== Aufgabe ==
Übertrage den folgenden Satz aus dem Text über Kathmandu unten ins Englische: „Ein Bad im Wasser des Bagmati soll alle Sünden des Lebens von einem fortwaschen, weshalb täglich unzählige Gläubige aus ganz Nepal und von noch viel weiter her nach Pashupatinath pilgern.“

== Textauszug ==
---

Kathmandu – Spüre den Zauber Nepals

Von Melanie Schillinger

In einem gewaltigen Talkessel des mächtigen Himalaya-Gebirges, auf 1.400 Metern Höhe, liegt Kathmandu, die quirlige Hauptstadt von Nepal. Über eine Million Menschen leben hier, knattern mit ihren Motorrädern durch die staubigen Straßen, beten in den zahlreichen goldglänzenden Tempeln. Im Jahr 2015 wurden bei einem verheerenden Erdbeben viele auch historisch bedeutende Bauwerke zerstört, oder stark beschädigt. Auf dem Durbar-Platz, wo sich auch der prächtige Königspalast befindet, zeugen tiefe Risse in den Wänden alter Gebäude von dem Ereignis. Umherliegende Trümmerhaufen und Stahlstützen unter vielen Decken bestimmen das Bild. Obwohl Staub und Schmutz, der unsägliche Lärm und das schier unbeschreibliche Chaos auf den Straßen Kathmandus viel von westlichen Besuchern abverlangen, verströmt die Stadt doch einen unvergleichlichen Zauber. Besonders spürbar ist er an Orten wie Pashupatinath, dem Affentempel Swayambhunath oder rund um den prächtigen Bodnath Stupa (Sanskrit, Stupa: ein buddhistisches Gebäude).

Pashupatinath, eine der bedeutendsten Tempelstätten der Hindus

Pashupatinath mit einfachen Worten annähernd beschreiben zu wollen, ist fast unmöglich. Man muss selbst entlang des Ufers des Bagmati Flusses von Tempel zu Tempel spazieren, muss still den Familienmitgliedern bei ihren Vorbereitungen für die Bestattung ihrer verstorbenen Angehörigen zusehen, den scharfen Geruch des Rauchs und das unaufhörliche Knistern der Feuer mit Nase und Ohren wahrnehmen. Nur dann lässt sich die Magie dieses für die Hindus heiligen Ortes zumindest im Ansatz begreifen.

Ähnlich wie im indischen Varanasi verbrennen auch hier in Pashupatinath in Nepal die Hindus ihre Verstorbenen auf kleinen Scheiterhaufen. Der heilige Fluss Bagmati, der die Tempelanlage von Pashupatinath in zwei Hälften teilt, und die letzte Ruhestätte für die Überreste der Verstorbenen darstellt, mündet in seinem späteren Verlauf in den Ganges. Ein Bad im Wasser des Bagmati soll alle Sünden des Lebens von einem fortwaschen, weshalb täglich unzählige Gläubige aus ganz Nepal und von noch viel weiter her nach Pashupatinath pilgern. Ein faszinierendes Erlebnis ist es, der täglich nach Sonnenuntergang stattfindenden Pashupati Bagmati Aarati beizuwohnen. Eine äußerst stimmungsvolle Zeremonie, bei der drei Priester heilige Mantras singen und dabei brennende Öllampen und Laternen schwenken und kreisen lassen.

---

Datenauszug
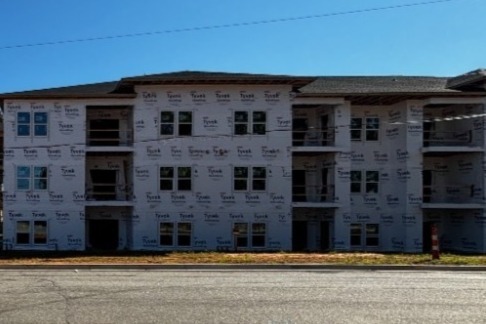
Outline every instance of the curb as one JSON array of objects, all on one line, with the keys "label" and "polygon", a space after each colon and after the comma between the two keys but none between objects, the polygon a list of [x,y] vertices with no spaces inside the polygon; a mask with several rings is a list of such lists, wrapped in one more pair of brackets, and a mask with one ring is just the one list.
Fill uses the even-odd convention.
[{"label": "curb", "polygon": [[346,265],[346,264],[18,264],[0,265],[0,270],[205,270],[205,271],[485,271],[486,266],[456,265]]}]

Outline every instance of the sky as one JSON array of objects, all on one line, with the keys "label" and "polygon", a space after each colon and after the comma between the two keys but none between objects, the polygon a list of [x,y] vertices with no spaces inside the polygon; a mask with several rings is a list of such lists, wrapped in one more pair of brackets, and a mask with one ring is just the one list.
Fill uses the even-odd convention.
[{"label": "sky", "polygon": [[486,68],[485,17],[486,0],[0,0],[0,93],[187,70],[456,76]]}]

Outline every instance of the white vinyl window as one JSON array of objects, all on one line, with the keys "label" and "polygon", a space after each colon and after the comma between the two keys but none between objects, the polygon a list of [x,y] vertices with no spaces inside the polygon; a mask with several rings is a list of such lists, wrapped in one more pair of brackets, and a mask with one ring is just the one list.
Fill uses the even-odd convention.
[{"label": "white vinyl window", "polygon": [[22,112],[17,113],[17,136],[47,136],[48,115],[47,112]]},{"label": "white vinyl window", "polygon": [[162,222],[159,224],[159,244],[161,246],[191,246],[192,223]]},{"label": "white vinyl window", "polygon": [[234,223],[233,235],[236,247],[265,247],[265,223]]},{"label": "white vinyl window", "polygon": [[265,111],[235,111],[235,135],[265,135],[267,131],[267,113]]},{"label": "white vinyl window", "polygon": [[191,191],[192,168],[191,167],[160,167],[161,191]]},{"label": "white vinyl window", "polygon": [[160,113],[160,135],[191,136],[192,111],[162,111]]},{"label": "white vinyl window", "polygon": [[233,189],[235,191],[265,191],[267,169],[265,167],[234,167]]},{"label": "white vinyl window", "polygon": [[365,117],[351,118],[351,140],[352,141],[378,141],[380,133],[380,118]]},{"label": "white vinyl window", "polygon": [[379,224],[353,223],[350,226],[351,247],[377,247],[380,243]]},{"label": "white vinyl window", "polygon": [[17,244],[47,244],[46,221],[17,221]]},{"label": "white vinyl window", "polygon": [[351,193],[377,194],[380,173],[378,171],[351,171]]},{"label": "white vinyl window", "polygon": [[47,167],[17,166],[17,190],[47,190]]}]

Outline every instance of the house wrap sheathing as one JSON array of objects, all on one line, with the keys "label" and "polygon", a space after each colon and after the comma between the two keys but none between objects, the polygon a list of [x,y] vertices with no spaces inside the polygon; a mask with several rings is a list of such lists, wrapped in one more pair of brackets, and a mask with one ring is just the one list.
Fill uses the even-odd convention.
[{"label": "house wrap sheathing", "polygon": [[176,72],[1,94],[3,248],[486,252],[486,77]]}]

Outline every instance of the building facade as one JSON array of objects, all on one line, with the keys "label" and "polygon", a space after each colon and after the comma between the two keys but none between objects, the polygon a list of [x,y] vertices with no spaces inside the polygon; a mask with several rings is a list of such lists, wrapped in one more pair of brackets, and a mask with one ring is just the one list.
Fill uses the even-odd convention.
[{"label": "building facade", "polygon": [[0,95],[4,249],[486,252],[483,70]]}]

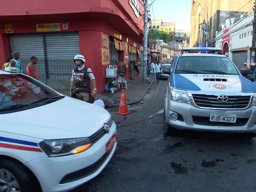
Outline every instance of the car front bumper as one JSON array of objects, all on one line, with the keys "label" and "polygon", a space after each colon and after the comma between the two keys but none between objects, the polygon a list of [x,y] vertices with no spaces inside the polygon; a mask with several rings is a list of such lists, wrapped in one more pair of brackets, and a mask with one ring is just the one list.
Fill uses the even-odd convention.
[{"label": "car front bumper", "polygon": [[[246,110],[216,110],[199,108],[189,104],[165,98],[166,118],[169,124],[177,129],[231,133],[256,133],[256,107]],[[216,122],[210,121],[210,113],[227,113],[236,115],[236,123]],[[172,113],[178,118],[173,120]]]},{"label": "car front bumper", "polygon": [[[113,142],[113,138],[115,137]],[[88,150],[76,154],[39,158],[26,166],[36,175],[43,188],[47,192],[66,192],[98,175],[107,166],[116,149],[116,125]],[[106,151],[107,144],[113,147]]]}]

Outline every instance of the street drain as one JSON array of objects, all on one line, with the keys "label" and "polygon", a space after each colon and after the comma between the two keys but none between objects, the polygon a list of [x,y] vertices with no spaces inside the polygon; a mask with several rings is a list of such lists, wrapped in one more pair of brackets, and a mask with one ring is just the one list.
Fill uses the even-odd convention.
[{"label": "street drain", "polygon": [[155,125],[163,125],[163,117],[153,117],[147,119],[147,121]]}]

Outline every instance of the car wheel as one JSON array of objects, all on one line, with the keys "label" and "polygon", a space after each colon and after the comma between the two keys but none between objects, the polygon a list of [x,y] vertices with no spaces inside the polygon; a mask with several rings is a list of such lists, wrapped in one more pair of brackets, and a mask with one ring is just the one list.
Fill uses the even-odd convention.
[{"label": "car wheel", "polygon": [[18,162],[0,160],[0,191],[31,192],[38,189],[25,168]]},{"label": "car wheel", "polygon": [[164,110],[164,135],[172,135],[175,134],[177,130],[171,126],[167,122],[165,118],[165,110]]}]

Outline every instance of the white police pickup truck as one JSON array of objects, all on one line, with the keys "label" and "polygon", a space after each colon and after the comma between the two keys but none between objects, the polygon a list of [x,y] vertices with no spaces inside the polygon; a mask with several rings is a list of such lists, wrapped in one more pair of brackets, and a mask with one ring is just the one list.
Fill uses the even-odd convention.
[{"label": "white police pickup truck", "polygon": [[164,97],[165,135],[188,129],[255,137],[256,85],[228,57],[216,54],[221,50],[185,51],[190,50],[194,53],[177,55],[171,67],[163,69],[170,75]]},{"label": "white police pickup truck", "polygon": [[0,191],[69,191],[99,174],[116,147],[109,113],[15,69],[0,70]]}]

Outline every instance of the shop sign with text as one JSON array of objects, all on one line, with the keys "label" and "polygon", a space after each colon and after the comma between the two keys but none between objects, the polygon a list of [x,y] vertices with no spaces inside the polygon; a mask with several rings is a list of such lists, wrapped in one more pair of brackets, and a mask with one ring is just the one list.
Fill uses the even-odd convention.
[{"label": "shop sign with text", "polygon": [[60,31],[60,24],[54,23],[36,24],[36,31],[37,32]]},{"label": "shop sign with text", "polygon": [[109,64],[109,36],[101,32],[102,64]]},{"label": "shop sign with text", "polygon": [[13,33],[12,26],[12,25],[5,25],[5,31],[6,33]]}]

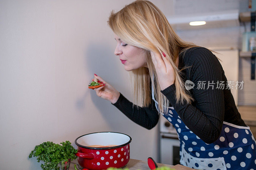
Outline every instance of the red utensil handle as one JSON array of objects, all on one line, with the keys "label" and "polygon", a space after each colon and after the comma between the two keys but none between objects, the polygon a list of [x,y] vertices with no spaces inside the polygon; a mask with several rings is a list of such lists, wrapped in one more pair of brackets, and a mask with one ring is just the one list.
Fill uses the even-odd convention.
[{"label": "red utensil handle", "polygon": [[151,157],[148,158],[148,165],[151,170],[155,169],[156,168],[158,167],[158,166],[155,161],[153,158]]},{"label": "red utensil handle", "polygon": [[76,153],[75,155],[76,155],[76,156],[86,159],[91,159],[94,158],[94,156],[91,153],[84,153],[78,152]]}]

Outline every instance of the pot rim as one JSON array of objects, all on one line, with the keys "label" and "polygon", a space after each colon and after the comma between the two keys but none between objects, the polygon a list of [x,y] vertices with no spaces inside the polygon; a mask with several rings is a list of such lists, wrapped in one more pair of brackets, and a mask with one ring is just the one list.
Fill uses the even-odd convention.
[{"label": "pot rim", "polygon": [[[130,138],[130,140],[129,140],[129,141],[128,141],[128,142],[126,142],[125,144],[121,144],[121,145],[118,145],[118,146],[111,146],[111,147],[103,147],[103,148],[100,148],[100,147],[89,147],[88,146],[84,146],[83,145],[81,145],[81,144],[79,144],[77,142],[77,139],[78,139],[79,138],[80,138],[80,137],[82,137],[84,136],[85,135],[90,135],[90,134],[93,134],[93,133],[108,133],[108,132],[116,133],[119,133],[119,134],[123,134],[123,135],[126,135],[126,136],[128,136]],[[85,135],[83,135],[82,136],[80,136],[78,137],[77,137],[77,138],[76,138],[76,140],[75,140],[75,143],[77,146],[79,146],[80,147],[81,147],[82,148],[84,148],[89,149],[90,149],[106,150],[106,149],[114,149],[114,148],[119,148],[119,147],[121,147],[121,146],[125,146],[125,145],[126,145],[127,144],[128,144],[129,143],[131,143],[131,142],[132,142],[132,138],[129,135],[126,135],[126,134],[124,134],[124,133],[119,133],[119,132],[98,132],[91,133],[88,133],[88,134],[85,134]]]}]

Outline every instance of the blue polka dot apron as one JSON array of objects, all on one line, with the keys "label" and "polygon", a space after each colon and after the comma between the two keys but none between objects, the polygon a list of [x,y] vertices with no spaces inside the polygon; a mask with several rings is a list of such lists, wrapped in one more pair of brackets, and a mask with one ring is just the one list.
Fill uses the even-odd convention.
[{"label": "blue polka dot apron", "polygon": [[[152,87],[152,98],[159,112]],[[189,130],[173,107],[167,109],[168,115],[162,115],[177,131],[181,165],[202,170],[256,170],[256,143],[248,126],[224,122],[219,138],[208,144]]]}]

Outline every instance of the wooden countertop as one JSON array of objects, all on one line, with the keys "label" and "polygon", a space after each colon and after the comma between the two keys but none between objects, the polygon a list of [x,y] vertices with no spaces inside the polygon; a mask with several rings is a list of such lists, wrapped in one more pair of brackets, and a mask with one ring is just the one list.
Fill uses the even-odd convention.
[{"label": "wooden countertop", "polygon": [[[77,159],[74,159],[71,161],[69,167],[70,170],[75,170],[74,164],[77,164]],[[195,169],[186,166],[184,166],[180,164],[176,165],[174,166],[170,165],[165,164],[156,163],[159,167],[160,166],[167,166],[171,167],[172,168],[175,169],[178,169],[179,170],[189,170]],[[128,164],[125,168],[128,168],[130,170],[137,170],[137,169],[140,169],[141,170],[150,170],[149,167],[148,165],[148,161],[138,160],[133,159],[130,159]]]},{"label": "wooden countertop", "polygon": [[246,125],[256,126],[256,107],[238,105],[237,107],[241,117]]}]

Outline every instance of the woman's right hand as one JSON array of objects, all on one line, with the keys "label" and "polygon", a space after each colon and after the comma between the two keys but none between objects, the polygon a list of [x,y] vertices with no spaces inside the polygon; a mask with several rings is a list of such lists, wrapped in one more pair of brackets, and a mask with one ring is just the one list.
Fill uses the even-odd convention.
[{"label": "woman's right hand", "polygon": [[[101,77],[95,75],[94,77],[100,81],[100,83],[105,85],[100,87],[94,89],[96,92],[97,96],[110,101],[112,104],[116,102],[120,96],[120,93]],[[92,81],[93,80],[92,79]]]}]

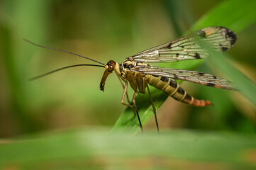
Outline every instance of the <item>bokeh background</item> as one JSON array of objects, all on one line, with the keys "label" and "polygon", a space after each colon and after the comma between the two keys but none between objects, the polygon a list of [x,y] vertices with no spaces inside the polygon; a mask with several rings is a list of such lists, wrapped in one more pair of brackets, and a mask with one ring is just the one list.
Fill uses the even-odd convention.
[{"label": "bokeh background", "polygon": [[[111,127],[125,110],[123,89],[111,75],[103,93],[104,69],[74,67],[28,79],[62,67],[93,64],[42,49],[23,40],[57,47],[106,63],[174,40],[223,1],[0,1],[0,137],[75,127]],[[225,16],[223,16],[225,17]],[[256,25],[238,33],[228,51],[238,69],[255,80]],[[221,76],[203,63],[197,70]],[[183,82],[182,86],[215,106],[193,108],[168,98],[157,110],[162,130],[255,131],[255,107],[238,92]],[[131,91],[130,89],[130,91]],[[139,107],[139,106],[138,106]],[[145,129],[155,128],[154,119]]]}]

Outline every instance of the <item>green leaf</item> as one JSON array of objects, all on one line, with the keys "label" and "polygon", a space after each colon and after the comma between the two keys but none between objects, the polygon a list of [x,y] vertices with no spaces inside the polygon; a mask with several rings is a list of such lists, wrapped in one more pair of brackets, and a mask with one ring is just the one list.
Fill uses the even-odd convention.
[{"label": "green leaf", "polygon": [[[237,33],[238,32],[244,30],[252,23],[255,23],[256,10],[255,9],[255,6],[256,6],[256,1],[253,0],[246,1],[240,0],[223,1],[199,19],[198,22],[194,24],[193,30],[198,30],[213,26],[221,26],[227,27]],[[165,66],[172,68],[194,70],[196,68],[196,66],[198,66],[201,62],[201,61],[196,61],[194,62],[191,61],[189,62],[179,62],[177,64],[169,64],[168,66]],[[180,67],[176,67],[178,66]],[[230,67],[228,67],[228,68]],[[233,69],[230,69],[230,72],[232,72],[231,70]],[[239,78],[238,77],[238,79],[245,79],[241,77],[243,76],[239,76]],[[239,84],[239,82],[238,83]],[[243,85],[244,84],[240,84],[240,86],[239,85],[239,86],[242,88]],[[250,85],[250,89],[252,89],[252,86]],[[157,109],[165,101],[167,96],[157,89],[152,89],[152,88],[150,89],[152,89],[151,92],[152,94],[154,103],[156,109]],[[249,96],[247,94],[248,91],[243,92],[246,94],[246,96]],[[252,96],[250,96],[250,98],[251,98]],[[252,100],[254,101],[254,99]],[[143,95],[138,95],[136,98],[136,103],[139,108],[139,114],[142,124],[145,125],[153,115],[150,98],[148,96],[145,97],[143,96]],[[112,131],[120,130],[128,130],[132,133],[136,133],[140,130],[138,118],[134,115],[133,111],[130,108],[126,108],[126,110],[123,113],[116,123]]]},{"label": "green leaf", "polygon": [[184,130],[162,132],[159,135],[152,132],[134,136],[126,132],[109,135],[106,130],[80,128],[2,143],[0,166],[3,169],[131,169],[138,166],[140,169],[196,169],[204,166],[255,169],[255,135]]}]

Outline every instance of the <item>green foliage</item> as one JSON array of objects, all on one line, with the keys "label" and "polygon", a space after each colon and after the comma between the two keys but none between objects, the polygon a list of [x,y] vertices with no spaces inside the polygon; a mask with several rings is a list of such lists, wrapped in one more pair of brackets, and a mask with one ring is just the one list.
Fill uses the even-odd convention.
[{"label": "green foliage", "polygon": [[80,128],[3,144],[0,166],[4,169],[186,169],[202,166],[253,169],[255,147],[255,136],[230,133],[182,130],[134,136]]},{"label": "green foliage", "polygon": [[[256,21],[255,1],[219,1],[218,5],[215,0],[208,1],[209,11],[204,7],[208,4],[202,4],[201,0],[124,1],[0,2],[0,169],[255,169],[255,110],[244,108],[242,103],[240,112],[241,105],[234,103],[226,91],[200,90],[197,96],[209,98],[218,106],[204,108],[207,114],[202,108],[191,108],[187,128],[233,132],[160,129],[157,134],[154,128],[153,132],[134,135],[140,127],[129,108],[111,132],[106,128],[91,130],[97,128],[95,126],[112,125],[124,108],[120,104],[122,88],[114,76],[108,79],[104,94],[97,83],[103,70],[98,68],[74,69],[27,81],[30,76],[89,61],[38,50],[23,38],[84,54],[100,62],[123,62],[136,52],[171,40],[172,28],[179,34],[186,31],[185,26],[193,30],[222,26],[238,34],[238,44],[231,50],[243,50],[236,52],[241,60],[243,50],[254,56],[254,47],[254,47],[256,38],[254,28],[250,27]],[[202,13],[195,23],[196,16]],[[253,31],[245,38],[245,30]],[[211,65],[233,80],[240,91],[236,93],[255,105],[255,85],[230,65],[229,55],[210,53],[216,57],[208,60]],[[201,63],[189,61],[162,66],[194,70]],[[167,96],[154,88],[150,90],[158,108]],[[145,125],[153,114],[148,95],[139,94],[136,103]],[[206,117],[213,120],[206,121]],[[214,120],[219,122],[212,128]],[[94,126],[52,132],[81,125]],[[50,132],[35,135],[45,130]]]}]

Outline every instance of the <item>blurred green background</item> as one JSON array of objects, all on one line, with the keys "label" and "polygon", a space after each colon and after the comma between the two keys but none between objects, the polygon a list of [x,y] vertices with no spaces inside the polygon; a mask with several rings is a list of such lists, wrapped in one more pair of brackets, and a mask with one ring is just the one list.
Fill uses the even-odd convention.
[{"label": "blurred green background", "polygon": [[[113,127],[126,109],[121,104],[123,89],[115,74],[108,78],[104,92],[99,90],[102,68],[74,67],[29,82],[28,78],[62,67],[94,63],[39,48],[23,38],[104,63],[109,60],[122,62],[140,51],[181,37],[199,19],[225,1],[232,2],[0,1],[0,137],[80,127],[91,130],[98,126]],[[232,6],[230,10],[230,16],[235,15]],[[238,23],[228,23],[228,16],[218,17],[215,23],[223,19],[227,22],[222,22],[222,26],[239,28]],[[228,52],[232,64],[254,81],[255,23],[234,30],[238,31],[238,42]],[[197,70],[223,76],[205,63]],[[157,110],[160,130],[255,132],[255,106],[239,92],[187,82],[182,86],[194,97],[212,101],[214,107],[194,108],[169,97]],[[151,129],[155,130],[153,118],[145,126],[145,131]]]},{"label": "blurred green background", "polygon": [[[99,91],[101,68],[72,68],[28,81],[62,67],[92,62],[39,48],[23,38],[104,63],[122,62],[180,37],[221,1],[1,1],[0,136],[113,126],[126,108],[120,103],[123,89],[116,75],[108,78],[104,93]],[[255,79],[255,28],[252,25],[238,33],[237,44],[228,52],[252,79]],[[204,64],[198,70],[222,75]],[[193,108],[169,98],[157,110],[161,129],[255,131],[255,108],[239,93],[187,82],[182,86],[215,106]],[[147,126],[155,128],[155,120],[151,121]]]}]

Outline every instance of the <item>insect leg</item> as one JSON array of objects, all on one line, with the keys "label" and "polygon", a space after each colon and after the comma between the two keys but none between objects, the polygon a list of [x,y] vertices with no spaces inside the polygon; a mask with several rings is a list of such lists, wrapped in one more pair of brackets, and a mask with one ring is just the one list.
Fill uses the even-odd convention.
[{"label": "insect leg", "polygon": [[143,80],[145,81],[145,82],[146,84],[146,86],[147,86],[148,95],[150,96],[150,101],[151,101],[151,105],[152,105],[152,107],[153,108],[153,111],[154,111],[154,115],[155,115],[155,125],[157,125],[157,132],[159,132],[158,122],[157,122],[157,112],[156,112],[156,109],[155,108],[153,99],[152,98],[150,88],[148,87],[148,81],[145,79],[145,77],[143,77]]},{"label": "insect leg", "polygon": [[[117,74],[116,72],[116,75],[117,75],[117,77],[118,77],[119,81],[120,81],[121,84],[122,85],[122,86],[123,86],[123,89],[125,89],[125,85],[123,85],[122,79],[121,79],[121,77],[118,76],[118,74]],[[128,96],[128,95],[127,94],[127,89],[126,89],[126,98],[127,98],[128,102],[129,103],[131,103],[131,102],[130,102],[130,100],[129,100],[129,96]]]},{"label": "insect leg", "polygon": [[140,121],[139,113],[138,113],[138,111],[137,106],[136,106],[135,98],[136,98],[136,96],[137,96],[137,94],[138,94],[138,92],[137,92],[137,91],[134,91],[133,97],[133,103],[134,110],[135,110],[135,111],[136,112],[136,115],[137,115],[137,117],[138,117],[138,120],[139,120],[139,123],[140,123],[140,129],[141,129],[141,132],[143,132],[143,125],[141,124],[141,121]]},{"label": "insect leg", "polygon": [[128,89],[128,81],[126,81],[126,85],[124,86],[123,88],[123,95],[122,95],[122,99],[121,100],[121,103],[122,105],[124,105],[127,107],[130,107],[133,109],[134,109],[133,106],[130,105],[130,104],[126,104],[124,103],[124,98],[126,97],[126,94],[127,94],[127,89]]}]

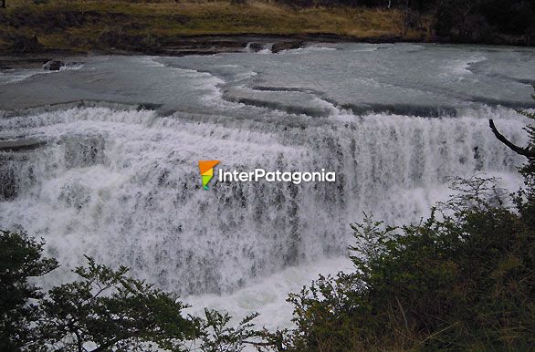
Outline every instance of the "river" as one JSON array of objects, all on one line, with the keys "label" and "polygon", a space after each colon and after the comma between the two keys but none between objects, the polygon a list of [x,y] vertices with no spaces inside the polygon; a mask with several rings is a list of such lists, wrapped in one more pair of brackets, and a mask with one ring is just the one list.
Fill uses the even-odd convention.
[{"label": "river", "polygon": [[[69,277],[83,254],[180,294],[194,312],[258,311],[288,326],[290,291],[351,269],[363,212],[417,222],[447,179],[523,160],[535,49],[313,44],[183,57],[71,57],[68,69],[0,74],[0,228],[47,243]],[[4,143],[4,144],[2,144]],[[19,143],[24,148],[5,148]],[[335,182],[213,181],[197,161],[335,171]]]}]

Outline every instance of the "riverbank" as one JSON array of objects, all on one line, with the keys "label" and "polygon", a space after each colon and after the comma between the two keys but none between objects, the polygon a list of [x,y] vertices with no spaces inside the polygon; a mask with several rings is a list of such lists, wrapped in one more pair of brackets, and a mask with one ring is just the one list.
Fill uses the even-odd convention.
[{"label": "riverbank", "polygon": [[[399,9],[307,8],[272,3],[132,3],[7,0],[0,9],[5,54],[70,52],[213,54],[247,43],[315,39],[432,41],[429,16]],[[410,23],[409,23],[410,22]],[[256,36],[256,37],[255,37]],[[268,39],[267,39],[268,38]]]},{"label": "riverbank", "polygon": [[[278,52],[314,42],[455,41],[436,36],[433,15],[400,8],[297,8],[257,0],[242,5],[7,0],[6,5],[0,9],[0,69],[37,67],[79,55],[212,55]],[[496,35],[485,43],[527,45],[528,39]]]}]

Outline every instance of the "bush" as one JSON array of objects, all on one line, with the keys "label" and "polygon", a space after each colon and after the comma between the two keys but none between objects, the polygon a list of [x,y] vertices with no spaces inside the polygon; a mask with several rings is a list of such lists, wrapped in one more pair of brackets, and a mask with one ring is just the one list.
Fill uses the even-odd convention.
[{"label": "bush", "polygon": [[531,350],[535,128],[526,129],[529,145],[509,146],[529,158],[513,208],[496,180],[476,176],[454,180],[454,195],[419,224],[352,224],[354,272],[289,295],[288,350]]}]

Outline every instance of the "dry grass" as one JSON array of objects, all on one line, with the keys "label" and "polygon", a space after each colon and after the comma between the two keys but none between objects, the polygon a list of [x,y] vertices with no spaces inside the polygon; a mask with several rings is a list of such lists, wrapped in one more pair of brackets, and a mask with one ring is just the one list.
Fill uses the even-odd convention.
[{"label": "dry grass", "polygon": [[[309,8],[287,6],[250,0],[245,5],[229,1],[175,3],[49,0],[7,0],[8,16],[17,26],[0,25],[5,34],[17,31],[37,33],[47,47],[87,50],[106,27],[120,27],[130,36],[161,38],[213,34],[333,34],[362,39],[401,36],[407,40],[429,38],[430,20],[421,18],[420,28],[405,28],[404,16],[398,10],[367,8]],[[91,21],[70,23],[68,14],[92,14]],[[0,12],[0,16],[1,16]],[[24,16],[23,16],[24,15]],[[24,17],[24,18],[23,18]],[[72,22],[72,21],[71,21]],[[16,29],[14,28],[16,27]],[[6,42],[0,34],[0,41]]]}]

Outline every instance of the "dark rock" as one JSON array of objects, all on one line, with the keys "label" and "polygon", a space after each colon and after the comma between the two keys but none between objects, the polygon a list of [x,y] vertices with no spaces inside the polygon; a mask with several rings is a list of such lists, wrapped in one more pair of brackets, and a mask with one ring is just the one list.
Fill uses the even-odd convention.
[{"label": "dark rock", "polygon": [[272,53],[278,53],[282,50],[299,49],[303,45],[301,40],[291,40],[275,43],[271,47]]},{"label": "dark rock", "polygon": [[266,44],[264,43],[250,43],[249,44],[249,49],[251,49],[251,51],[258,52],[262,49],[264,49]]},{"label": "dark rock", "polygon": [[43,69],[47,69],[48,71],[59,71],[59,68],[66,66],[63,61],[59,60],[50,60],[43,65]]}]

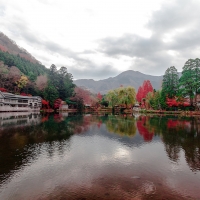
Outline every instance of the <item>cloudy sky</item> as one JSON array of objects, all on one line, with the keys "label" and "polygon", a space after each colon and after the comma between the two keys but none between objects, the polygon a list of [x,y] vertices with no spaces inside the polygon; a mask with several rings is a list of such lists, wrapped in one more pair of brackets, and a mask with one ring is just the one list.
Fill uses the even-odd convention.
[{"label": "cloudy sky", "polygon": [[0,0],[0,27],[74,79],[162,75],[200,57],[199,0]]}]

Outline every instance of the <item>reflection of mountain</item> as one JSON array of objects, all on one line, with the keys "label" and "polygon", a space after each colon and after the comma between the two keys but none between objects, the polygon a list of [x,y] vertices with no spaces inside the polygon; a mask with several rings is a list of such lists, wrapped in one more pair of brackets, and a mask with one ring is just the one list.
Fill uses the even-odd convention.
[{"label": "reflection of mountain", "polygon": [[175,116],[148,118],[149,130],[162,136],[168,157],[177,162],[181,149],[192,170],[200,170],[200,119]]},{"label": "reflection of mountain", "polygon": [[0,130],[8,127],[31,126],[41,122],[39,112],[6,112],[0,113]]},{"label": "reflection of mountain", "polygon": [[106,126],[109,132],[114,132],[121,136],[133,137],[136,134],[134,117],[124,118],[124,117],[109,116],[106,121]]},{"label": "reflection of mountain", "polygon": [[27,112],[24,114],[27,115],[23,113],[15,113],[15,116],[11,116],[11,113],[1,115],[0,183],[2,177],[10,176],[14,170],[37,157],[35,152],[40,152],[42,144],[46,143],[49,156],[55,150],[52,149],[52,143],[55,142],[59,146],[56,151],[64,152],[63,146],[66,146],[68,139],[75,132],[73,123],[79,121],[81,124],[82,121],[81,116],[72,116],[56,122],[52,115],[41,117],[41,115],[29,115]]},{"label": "reflection of mountain", "polygon": [[144,138],[144,141],[151,141],[153,139],[154,133],[150,132],[147,128],[147,123],[149,121],[149,117],[147,116],[140,116],[139,119],[137,120],[137,128]]}]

---

== Antwort ==
A bath in the waters of the Bagmati is said to wash away all the sins of one's life, which is why countless believers make a pilgrimage to Pashupatinath every day from all over Nepal and from much farther away.